▶ _Brief_
Extract every one of the entries below verbatim, reproducing each line without any change.
* START Extracted material *
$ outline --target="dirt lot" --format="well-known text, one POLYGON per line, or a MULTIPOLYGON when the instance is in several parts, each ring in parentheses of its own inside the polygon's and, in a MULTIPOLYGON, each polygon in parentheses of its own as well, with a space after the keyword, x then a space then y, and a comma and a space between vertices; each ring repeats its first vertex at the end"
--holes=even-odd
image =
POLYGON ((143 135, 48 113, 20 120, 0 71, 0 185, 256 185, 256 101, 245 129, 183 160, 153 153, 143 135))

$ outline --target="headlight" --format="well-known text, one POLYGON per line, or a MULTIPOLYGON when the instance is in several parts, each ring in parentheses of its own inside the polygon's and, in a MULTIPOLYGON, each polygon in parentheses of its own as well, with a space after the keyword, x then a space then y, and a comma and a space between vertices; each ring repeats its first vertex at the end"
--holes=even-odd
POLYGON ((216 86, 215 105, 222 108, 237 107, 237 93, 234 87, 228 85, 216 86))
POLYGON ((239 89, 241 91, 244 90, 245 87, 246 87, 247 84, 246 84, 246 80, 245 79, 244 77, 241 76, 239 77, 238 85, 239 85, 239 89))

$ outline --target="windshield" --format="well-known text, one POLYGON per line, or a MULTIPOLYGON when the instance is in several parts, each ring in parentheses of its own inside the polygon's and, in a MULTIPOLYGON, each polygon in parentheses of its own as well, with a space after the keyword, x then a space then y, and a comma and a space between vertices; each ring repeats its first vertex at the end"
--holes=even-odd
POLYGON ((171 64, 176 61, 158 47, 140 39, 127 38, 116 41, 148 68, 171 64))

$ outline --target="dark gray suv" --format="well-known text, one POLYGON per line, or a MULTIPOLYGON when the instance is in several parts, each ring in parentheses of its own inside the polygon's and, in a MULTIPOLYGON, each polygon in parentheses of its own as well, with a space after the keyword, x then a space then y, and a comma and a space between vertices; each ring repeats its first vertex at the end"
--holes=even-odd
* END Extracted material *
▶ _Final answer_
$ outline --target="dirt lot" --format="well-known text, one POLYGON per line, or a MULTIPOLYGON when the instance is in several parts, each ring in parentheses of its own inside the polygon's and, in a MULTIPOLYGON, each polygon in parentheses of its own as well, with a space after the keyword, x then a space then y, and a comma and a space between vertices; each ring repeats its first vertex at the end"
--holes=even-odd
image =
POLYGON ((143 135, 48 113, 20 120, 0 71, 0 185, 256 185, 256 101, 245 129, 183 160, 153 153, 143 135))

$ outline --target="headlight" --format="well-known text, one POLYGON per line, or a MULTIPOLYGON when the instance is in several parts, each ring in parentheses of its own inside the polygon's and, in a MULTIPOLYGON, each polygon in parentheses of its own as well, with a space after the keyword, x then a space then y, and a comma and a space between vertices; each ring repeats its first vertex at the end"
--holes=even-odd
POLYGON ((216 86, 215 105, 222 108, 237 107, 237 93, 234 87, 228 85, 216 86))
POLYGON ((239 89, 241 91, 244 90, 245 87, 246 87, 247 84, 246 84, 246 80, 245 79, 244 77, 241 76, 239 77, 238 85, 239 85, 239 89))

$ outline --target="windshield" --format="well-known text, one POLYGON per line, or a MULTIPOLYGON when the instance is in several parts, each ring in parentheses of its own inside the polygon's and, in a MULTIPOLYGON, each polygon in parentheses of its own as well, with a space after the keyword, x then a space then y, and a comma and a space between vertices; each ring repeats its first vertex at the end"
--holes=even-odd
POLYGON ((171 64, 176 61, 158 47, 140 39, 127 38, 116 41, 148 68, 171 64))

$ outline --target="dark gray suv" --format="well-known text, one POLYGON per line, or a MULTIPOLYGON when the instance is in several parts, each ring in parentheses of its own inside the polygon's and, in a MULTIPOLYGON, each polygon in parentheses of its own as well, with a space after the keyword, x then a space then y, and a comma and a space between vertices; each ring repeats its first vertex at the end"
--holes=even-odd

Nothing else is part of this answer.